SOURCE RECORDS

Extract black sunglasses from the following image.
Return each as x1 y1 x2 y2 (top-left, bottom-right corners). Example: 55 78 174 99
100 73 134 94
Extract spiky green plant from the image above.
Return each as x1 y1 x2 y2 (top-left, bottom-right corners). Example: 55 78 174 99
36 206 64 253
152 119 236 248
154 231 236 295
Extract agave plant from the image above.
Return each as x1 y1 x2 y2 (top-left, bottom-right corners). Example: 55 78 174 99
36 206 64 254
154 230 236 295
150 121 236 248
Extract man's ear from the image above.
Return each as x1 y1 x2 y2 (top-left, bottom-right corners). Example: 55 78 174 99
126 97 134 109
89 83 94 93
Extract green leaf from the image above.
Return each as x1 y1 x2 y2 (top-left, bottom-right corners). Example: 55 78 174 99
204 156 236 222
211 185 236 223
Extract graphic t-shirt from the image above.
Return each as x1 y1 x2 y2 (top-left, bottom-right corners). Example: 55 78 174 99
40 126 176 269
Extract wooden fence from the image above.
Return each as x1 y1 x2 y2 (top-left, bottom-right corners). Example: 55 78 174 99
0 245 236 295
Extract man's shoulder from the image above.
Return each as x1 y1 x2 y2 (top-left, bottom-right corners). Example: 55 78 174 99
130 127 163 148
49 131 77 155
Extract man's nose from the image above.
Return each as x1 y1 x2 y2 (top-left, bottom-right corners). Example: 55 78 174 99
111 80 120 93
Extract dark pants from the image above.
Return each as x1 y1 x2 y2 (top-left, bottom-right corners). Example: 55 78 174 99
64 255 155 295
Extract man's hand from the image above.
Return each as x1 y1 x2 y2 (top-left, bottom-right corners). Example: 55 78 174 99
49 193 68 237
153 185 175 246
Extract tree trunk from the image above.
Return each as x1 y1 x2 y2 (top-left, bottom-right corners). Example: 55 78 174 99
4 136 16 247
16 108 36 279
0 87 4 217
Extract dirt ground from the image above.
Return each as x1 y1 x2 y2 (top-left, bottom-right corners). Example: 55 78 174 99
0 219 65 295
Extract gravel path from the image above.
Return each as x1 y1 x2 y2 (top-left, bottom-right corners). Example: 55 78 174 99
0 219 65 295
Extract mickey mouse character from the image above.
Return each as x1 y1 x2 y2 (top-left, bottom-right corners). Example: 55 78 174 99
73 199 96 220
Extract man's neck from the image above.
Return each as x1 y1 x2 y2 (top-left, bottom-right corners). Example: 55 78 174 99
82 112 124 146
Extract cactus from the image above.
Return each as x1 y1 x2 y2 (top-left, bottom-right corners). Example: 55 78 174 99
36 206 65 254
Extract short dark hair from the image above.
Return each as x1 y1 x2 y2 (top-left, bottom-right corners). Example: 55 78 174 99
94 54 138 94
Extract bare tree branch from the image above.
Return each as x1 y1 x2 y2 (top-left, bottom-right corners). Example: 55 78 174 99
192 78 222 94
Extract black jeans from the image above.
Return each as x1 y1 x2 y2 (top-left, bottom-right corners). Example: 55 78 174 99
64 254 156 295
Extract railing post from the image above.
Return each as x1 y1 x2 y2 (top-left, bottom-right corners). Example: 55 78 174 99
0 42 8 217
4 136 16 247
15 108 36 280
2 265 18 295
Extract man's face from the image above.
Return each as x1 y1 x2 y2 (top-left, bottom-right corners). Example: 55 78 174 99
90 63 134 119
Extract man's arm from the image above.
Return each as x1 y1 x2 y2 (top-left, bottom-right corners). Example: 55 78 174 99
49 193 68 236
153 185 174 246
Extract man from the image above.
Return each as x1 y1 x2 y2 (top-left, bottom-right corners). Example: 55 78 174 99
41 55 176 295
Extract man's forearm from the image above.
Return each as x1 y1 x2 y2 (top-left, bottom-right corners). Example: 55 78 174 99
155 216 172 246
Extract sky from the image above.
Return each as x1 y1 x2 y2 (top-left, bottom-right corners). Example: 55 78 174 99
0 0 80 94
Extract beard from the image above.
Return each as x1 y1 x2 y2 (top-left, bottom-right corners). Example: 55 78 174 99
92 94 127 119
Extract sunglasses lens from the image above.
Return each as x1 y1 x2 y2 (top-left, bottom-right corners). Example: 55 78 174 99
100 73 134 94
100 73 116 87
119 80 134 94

WHAT YOU WILL DO
Reproduce every record above verbatim, line for line, without altering any character, spacing, or order.

CORRECT ANSWER
Extract black sunglasses from the following image.
Return each as x1 y1 x2 y2 (top-left, bottom-right corners). Example: 55 78 174 99
100 73 134 94
Extract spiky green plant from the image above.
Return each as x1 y1 x2 y2 (top-left, bottom-right corners). Example: 55 78 174 99
36 206 64 253
152 119 236 248
154 231 236 295
Extract agave plant from the image above.
Return each as x1 y1 x2 y2 (top-left, bottom-right corners). Example: 55 78 174 99
36 206 64 254
154 230 236 295
150 121 236 248
Extract man's ear from the image above.
Return each as x1 y1 x2 y2 (top-left, bottom-right corners). Example: 55 78 174 99
126 97 134 109
89 83 94 93
Extract green leaf from the image above.
Return each as x1 y1 x2 y2 (top-left, bottom-right corners). Example: 55 78 174 99
204 156 236 222
211 185 236 223
Extract graphic t-shirt from the image above.
Return each as x1 y1 x2 y2 (top-left, bottom-right corners). Example: 55 78 174 99
40 126 176 269
Extract wooden fence from the image above.
Return each as x1 y1 x2 y2 (top-left, bottom-right corners). Example: 55 78 174 99
0 245 236 295
Extract man's shoulder from the image above.
Return each as x1 y1 x2 y2 (top-left, bottom-right corners). Example: 55 78 174 99
130 127 163 148
49 131 77 155
Extract man's nose from the image above.
Return each as x1 y1 x2 y2 (top-left, bottom-right corners). Example: 55 78 174 99
111 80 120 93
Extract dark pants from the image above.
Return each as x1 y1 x2 y2 (top-left, bottom-right corners). Example: 55 78 174 99
64 255 155 295
Extract man's hand from the image above.
Return each as x1 y1 x2 y2 (top-left, bottom-right corners). Example: 55 78 174 99
49 193 68 237
153 185 175 246
Extract tree trunk from the image above.
Return each as x1 y1 x2 y2 (top-left, bottom-right corners). Example: 55 78 174 99
4 136 16 247
16 108 36 279
0 87 4 217
Extract dirt ground from the image above.
Return each as x1 y1 x2 y2 (top-left, bottom-right corners). Example: 55 78 174 99
0 219 65 295
Extract gravel path from the image above.
Return each as x1 y1 x2 y2 (top-left, bottom-right corners). Example: 55 78 174 99
0 219 65 295
Extract mickey mouse character from the image above.
Return each as x1 y1 x2 y2 (top-left, bottom-right corners). Example: 55 78 174 99
73 199 96 220
Extract man's neck from the image above.
Return each as x1 y1 x2 y2 (top-left, bottom-right corners). Example: 55 78 174 99
82 112 124 146
Extract cactus from the image above.
Return each as x1 y1 x2 y2 (top-left, bottom-right corners). Example: 55 78 174 99
36 206 65 254
Extract short dark hair from the image above.
Return each as x1 y1 x2 y2 (top-left, bottom-right corners). Example: 55 78 174 99
94 54 138 94
Extract bare tree branch from the image above.
Return each as x1 y1 x2 y2 (top-left, bottom-right corners). Example: 55 78 174 99
192 78 222 94
Extract black jeans from the image above.
Return each as x1 y1 x2 y2 (top-left, bottom-right corners). Example: 55 78 174 99
64 254 156 295
Extract railing post from the image above.
Return each as x1 y1 x2 y2 (top-left, bottom-right corners). Example: 55 78 174 99
0 42 8 217
4 136 16 247
15 108 36 280
2 265 18 295
Extract man's face from the image above.
Return each as x1 y1 x2 y2 (top-left, bottom-right corners). Example: 55 78 174 99
90 63 134 119
Extract man's arm from the image above.
Return each as x1 y1 x2 y2 (top-left, bottom-right corners). Example: 55 78 174 99
49 193 68 236
153 185 174 246
Extract man from the image above.
Return each as x1 y1 x2 y2 (top-left, bottom-right corners). Example: 55 78 174 99
41 55 176 295
Extract man's forearm from the image above.
Return each as x1 y1 x2 y2 (top-left, bottom-right corners). Example: 55 78 174 99
155 216 172 246
Extract sky from the image above.
Return each as x1 y1 x2 y2 (top-left, bottom-right corners). Example: 55 78 174 99
0 0 80 94
Extract beard from the image above.
Return each as x1 y1 x2 y2 (top-left, bottom-right corners). Example: 55 78 174 99
92 94 127 119
Extract sunglasses lens from the image above.
Return each as x1 y1 x2 y2 (top-left, bottom-right corners). Example: 55 78 174 99
100 73 134 94
100 73 116 87
119 80 134 94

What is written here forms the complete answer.